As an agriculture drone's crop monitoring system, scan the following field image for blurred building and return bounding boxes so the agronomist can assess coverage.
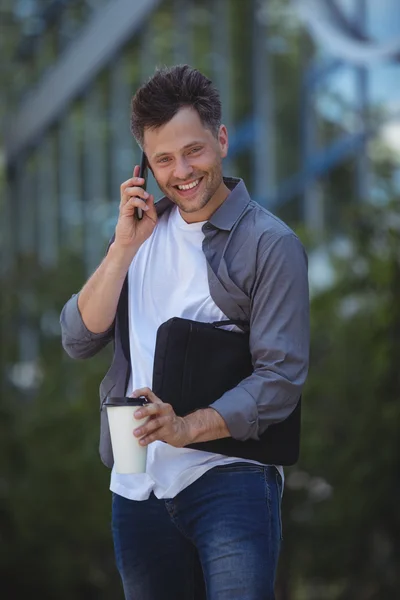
[1,0,400,390]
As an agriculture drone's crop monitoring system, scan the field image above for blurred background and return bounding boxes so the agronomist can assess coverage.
[0,0,400,600]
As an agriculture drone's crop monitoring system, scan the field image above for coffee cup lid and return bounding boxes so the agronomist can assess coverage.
[104,396,149,406]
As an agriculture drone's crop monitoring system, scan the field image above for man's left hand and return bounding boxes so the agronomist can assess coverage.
[132,387,191,448]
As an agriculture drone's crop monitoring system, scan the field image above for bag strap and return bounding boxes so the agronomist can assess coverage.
[211,319,250,332]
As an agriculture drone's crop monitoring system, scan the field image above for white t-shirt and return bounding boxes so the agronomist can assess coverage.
[110,206,283,500]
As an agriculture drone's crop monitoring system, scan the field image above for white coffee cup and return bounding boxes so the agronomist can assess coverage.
[105,396,149,474]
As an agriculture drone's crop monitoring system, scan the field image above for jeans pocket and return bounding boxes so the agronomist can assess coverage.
[275,471,283,541]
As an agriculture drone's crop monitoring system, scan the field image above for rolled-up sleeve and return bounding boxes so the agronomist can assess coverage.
[211,233,310,440]
[60,294,114,358]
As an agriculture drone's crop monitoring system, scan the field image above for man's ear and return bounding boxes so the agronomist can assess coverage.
[218,125,229,158]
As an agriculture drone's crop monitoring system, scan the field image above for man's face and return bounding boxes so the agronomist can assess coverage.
[144,107,228,213]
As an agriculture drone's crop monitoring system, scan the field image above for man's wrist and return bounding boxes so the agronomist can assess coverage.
[183,408,230,445]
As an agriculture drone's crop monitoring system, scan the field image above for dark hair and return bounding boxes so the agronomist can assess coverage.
[131,65,221,147]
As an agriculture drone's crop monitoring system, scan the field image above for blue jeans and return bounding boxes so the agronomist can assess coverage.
[112,463,282,600]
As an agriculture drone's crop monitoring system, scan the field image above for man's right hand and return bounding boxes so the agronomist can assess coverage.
[115,165,157,252]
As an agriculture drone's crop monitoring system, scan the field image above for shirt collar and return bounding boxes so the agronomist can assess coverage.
[156,177,250,231]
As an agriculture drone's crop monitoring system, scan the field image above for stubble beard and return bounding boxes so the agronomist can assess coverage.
[159,161,222,214]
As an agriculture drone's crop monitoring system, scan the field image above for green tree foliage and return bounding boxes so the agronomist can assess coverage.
[281,202,400,600]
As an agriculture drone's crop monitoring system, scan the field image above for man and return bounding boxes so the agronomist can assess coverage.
[61,65,309,600]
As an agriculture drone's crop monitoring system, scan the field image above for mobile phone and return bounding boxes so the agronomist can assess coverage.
[135,152,148,221]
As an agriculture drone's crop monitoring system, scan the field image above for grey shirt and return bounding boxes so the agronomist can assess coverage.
[60,178,309,467]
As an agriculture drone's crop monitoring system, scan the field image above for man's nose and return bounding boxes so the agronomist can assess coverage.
[174,158,193,181]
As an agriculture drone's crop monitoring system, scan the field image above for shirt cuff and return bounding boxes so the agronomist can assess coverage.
[210,387,259,441]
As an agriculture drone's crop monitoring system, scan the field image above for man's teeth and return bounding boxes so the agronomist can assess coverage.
[178,179,200,190]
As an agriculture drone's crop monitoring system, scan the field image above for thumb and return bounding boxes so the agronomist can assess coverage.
[146,194,157,219]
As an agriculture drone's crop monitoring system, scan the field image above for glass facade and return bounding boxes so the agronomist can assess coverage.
[2,0,400,368]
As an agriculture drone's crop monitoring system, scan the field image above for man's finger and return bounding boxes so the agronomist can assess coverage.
[133,402,162,419]
[132,388,163,404]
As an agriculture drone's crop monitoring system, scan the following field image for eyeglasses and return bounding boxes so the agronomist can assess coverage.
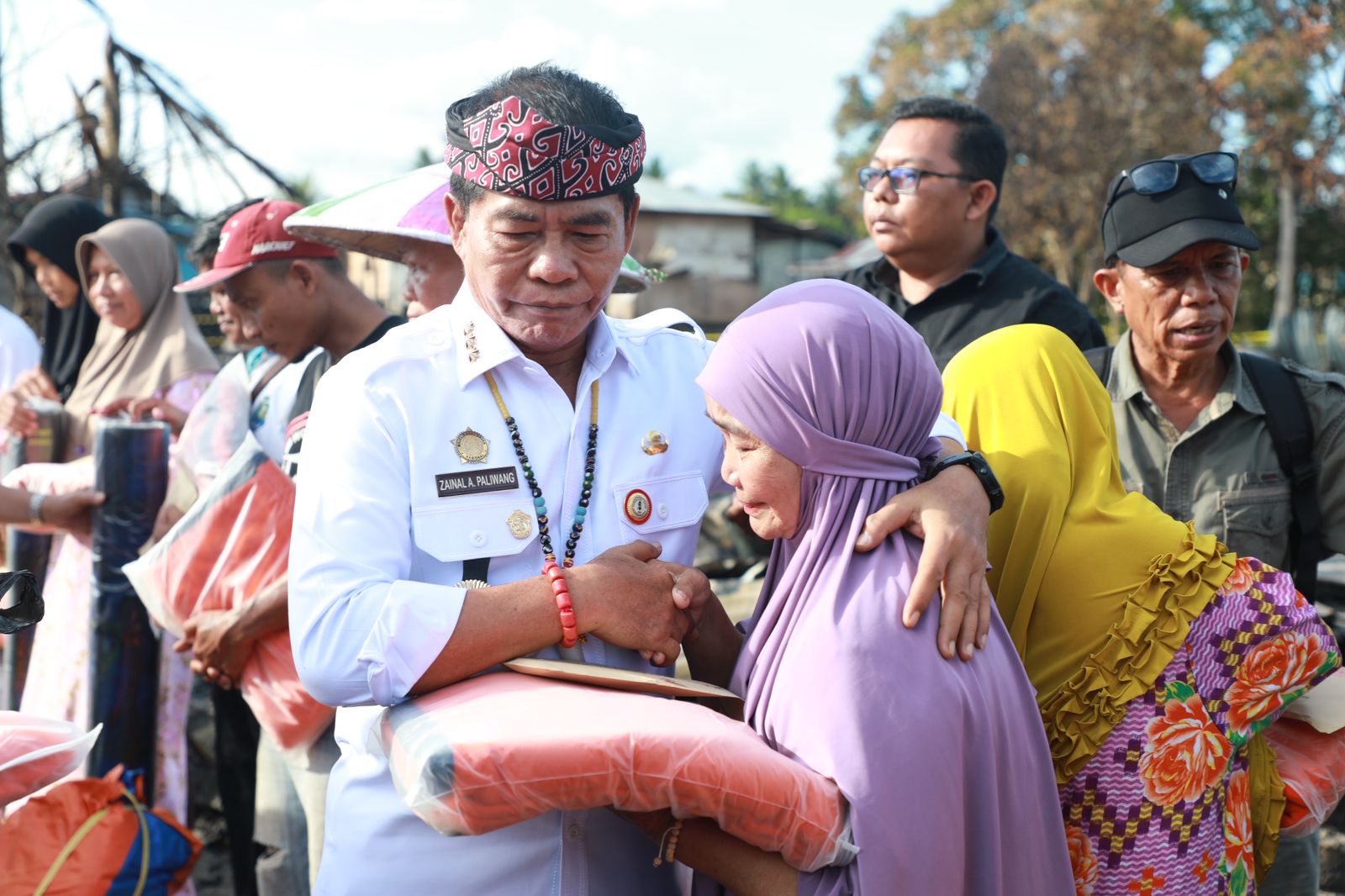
[858,166,984,195]
[1108,152,1237,202]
___
• Short task
Copy every row above word for word, leaving out the pictures.

• Task solution
As an agriculture drone's crop monitoring system, scan the following field image for blurred building and return bounding boxes so the agronomist can assess coverage.
[1,0,400,390]
As an agriculture drone's crop monitoring system, scan the field image above for blurred background and return bounding boxes so the agronomist can assess coverage.
[0,0,400,600]
As an agriculture drone's crop monitoring system, scan the field image above for coffee cup lid and return bounding boxes so the agronomist can assess coverage.
[104,396,149,406]
As an agriculture drone's crop monitoring system, scan the field image above for man's left hand and return bounding boxes so the agronomist can assess coverage.
[132,387,191,448]
As an agriculture drone's crop monitoring system, scan the field image above for bag strap and return bounding boxes so the agronomist can assess coverage.
[211,319,250,332]
As an agriculture drone's crop monitoring system, scan the field image above for white t-shirt and return bounding boxes so the agronomist can assess coverage.
[110,206,283,500]
As an agriculture drone's crop monitoring system, scan the field image above for white coffee cup and return bounding boxes so the agronomist can assess coverage.
[105,396,149,474]
As an agriculture drone's crop monitoring system, scan the field image above for jeans pocket and return bounding boxes so the agronomist can assess coverage.
[275,471,283,541]
As an agriculture drone's crop monitoring system, scan the field image above for rolled-up sleeve and return bounding boxes so the agronomist can assess coverage.
[211,233,310,440]
[60,294,114,358]
As an agriculture drone's crop monitoring system, scan the field image above for man's ear and return bounding boxes so the agronomist can assess coverage.
[218,125,229,158]
As an agriculture drone's crop monitoring system, scan the field image above for man's face and return bounding boxes so the agronomist can assess coverage.
[144,107,228,213]
As an agriculture drone's crop monitoring system, scan the field image above for man's wrist and return bounding boxes so the agronomist can assess coverage.
[183,408,230,445]
As an agriculture drone's crop monitoring system, scan the field image above for dark hair and return bounding boxes so the agronomist can assess coverage.
[131,65,221,147]
As an agriculture drone's crop monitoring system, scan the field image above for blue jeans and return bounding boxes so the agronomist can assess coverage.
[112,463,282,600]
As an agriculture drone's crop monitoring system, scan the field image above for man's right hand and return bounding boxes so the agronomist can assess coverage.
[115,165,157,252]
As an agriculture drone's crop monitoring system, scan the field image above for shirt collar and return bounding boxes so the agronomist can assess coverage.
[156,177,250,231]
As an agriculture drone's crop monitoring system, scan the field image above for stubble beard and return bounding boxes so the agronomist can assess coverage.
[159,161,222,214]
As an agriculture drone's crop monitoring system, scan the field image above for green tree foliage and return bounding boxes so the agronomist can assess coverage.
[281,202,400,600]
As an agriculture drone's crop monitoring system, scan the field image above for man and return bounding boxes so the agronomist can assess coverage.
[61,65,309,600]
As an agriculture drone's crop monitoring system, scan the field image above for mobile phone and return bounding boxes so the agronomist can assess coverage.
[135,152,148,221]
As an agriculture drone's crop monitoring system, scan the field image above for grey shirt and return bounding boxes so the agronomist can assess coverage.
[60,178,309,467]
As an agriculture drone's crop monitoring system, scan the field image above for man's nose and return bounding boxes so the agronomist can assess coverage.
[174,158,193,181]
As an agriculture drone's crop monitoring system, scan the field image above for shirt cuff and return bounding boxes so the agronomist can assess coverage.
[210,387,259,441]
As an agriculture drone's crop monitoring system, scan the field image above for man's teeth and return bounding boxes so the agronomist can assess coverage.
[178,179,200,190]
As an agriculture drone's crop monitoring system, scan the field image above for thumb and return bounding boxes so the agronomist can assess coverage.
[146,194,157,219]
As an agriculture drone's crop monitoring system, scan the field image above for glass facade and return bounding boxes so the agronomist can assess coverage.
[2,0,400,368]
As an agriculture drone's crop monitoring system, scan the field image above for man's finger and return bounding boxes so the agronomist can assess coverage.
[133,402,162,419]
[132,388,163,404]
As an agriculture drone's crop monitoring system, scan the following field image for eyeglasses and return bounding boxes so the agronomist can assess coverage.
[858,166,984,195]
[1108,152,1237,202]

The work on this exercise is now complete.